→ Task input:
● ● ● ● ● ● ●

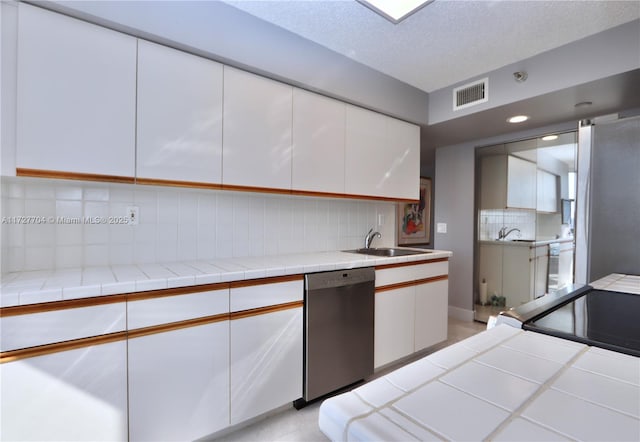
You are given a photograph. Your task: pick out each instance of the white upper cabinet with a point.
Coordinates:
(318, 143)
(521, 183)
(179, 116)
(547, 192)
(76, 95)
(257, 131)
(382, 156)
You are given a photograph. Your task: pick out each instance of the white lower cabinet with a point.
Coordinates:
(179, 383)
(411, 313)
(266, 362)
(394, 325)
(432, 305)
(73, 395)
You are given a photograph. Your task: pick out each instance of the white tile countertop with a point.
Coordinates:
(22, 288)
(502, 384)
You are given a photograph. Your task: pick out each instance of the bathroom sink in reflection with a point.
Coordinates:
(388, 251)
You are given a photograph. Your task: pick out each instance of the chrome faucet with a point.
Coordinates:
(503, 233)
(369, 238)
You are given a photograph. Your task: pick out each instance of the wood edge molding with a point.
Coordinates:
(404, 284)
(264, 310)
(61, 175)
(61, 305)
(263, 281)
(410, 263)
(81, 176)
(176, 291)
(187, 323)
(177, 183)
(41, 350)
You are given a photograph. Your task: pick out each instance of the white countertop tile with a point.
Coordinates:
(497, 387)
(24, 287)
(581, 420)
(600, 390)
(520, 364)
(450, 412)
(618, 366)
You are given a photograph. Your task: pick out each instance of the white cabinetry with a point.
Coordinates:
(266, 347)
(507, 182)
(318, 143)
(547, 188)
(179, 116)
(76, 96)
(257, 131)
(382, 156)
(179, 366)
(518, 271)
(411, 309)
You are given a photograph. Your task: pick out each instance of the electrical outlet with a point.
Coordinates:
(133, 213)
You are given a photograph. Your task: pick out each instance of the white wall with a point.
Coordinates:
(175, 224)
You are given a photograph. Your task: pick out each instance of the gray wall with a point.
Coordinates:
(610, 52)
(454, 205)
(221, 32)
(615, 199)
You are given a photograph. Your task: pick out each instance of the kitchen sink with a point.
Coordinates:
(387, 251)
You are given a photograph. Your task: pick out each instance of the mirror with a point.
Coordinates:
(525, 193)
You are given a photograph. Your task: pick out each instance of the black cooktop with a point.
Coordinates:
(600, 318)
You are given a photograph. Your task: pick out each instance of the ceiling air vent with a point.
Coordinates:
(471, 94)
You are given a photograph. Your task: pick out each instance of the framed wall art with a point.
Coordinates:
(414, 220)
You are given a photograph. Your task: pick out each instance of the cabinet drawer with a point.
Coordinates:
(30, 330)
(263, 295)
(396, 275)
(167, 309)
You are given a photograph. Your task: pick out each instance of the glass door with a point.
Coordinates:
(524, 238)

● ● ● ● ● ● ●

→ Problem statement:
Copy only the stretch running from the line containing "mirror with a point." to the final line of the entries, both ends included, exactly as it stands.

→ Response to the exercise:
You are given a photograph. Your task: pick out each instance of the mirror with a point.
Coordinates:
(525, 193)
You are given a photograph. Your task: pick out each instance of the black cooktop with a point.
Coordinates:
(600, 318)
You are given a photograph. Your task: pick out each instance of the ceiling air vent with a point.
Coordinates:
(471, 94)
You are given a photograph. Your task: pick out each instance of the framed wall art with a point.
Coordinates:
(414, 220)
You are given a photograph. Your task: pick out each instance of the cabinet drawer with a point.
Coordinates:
(30, 330)
(263, 295)
(396, 275)
(167, 309)
You are given a photograph. Your task: pick out each instance of the glass door with a point.
Coordinates:
(524, 238)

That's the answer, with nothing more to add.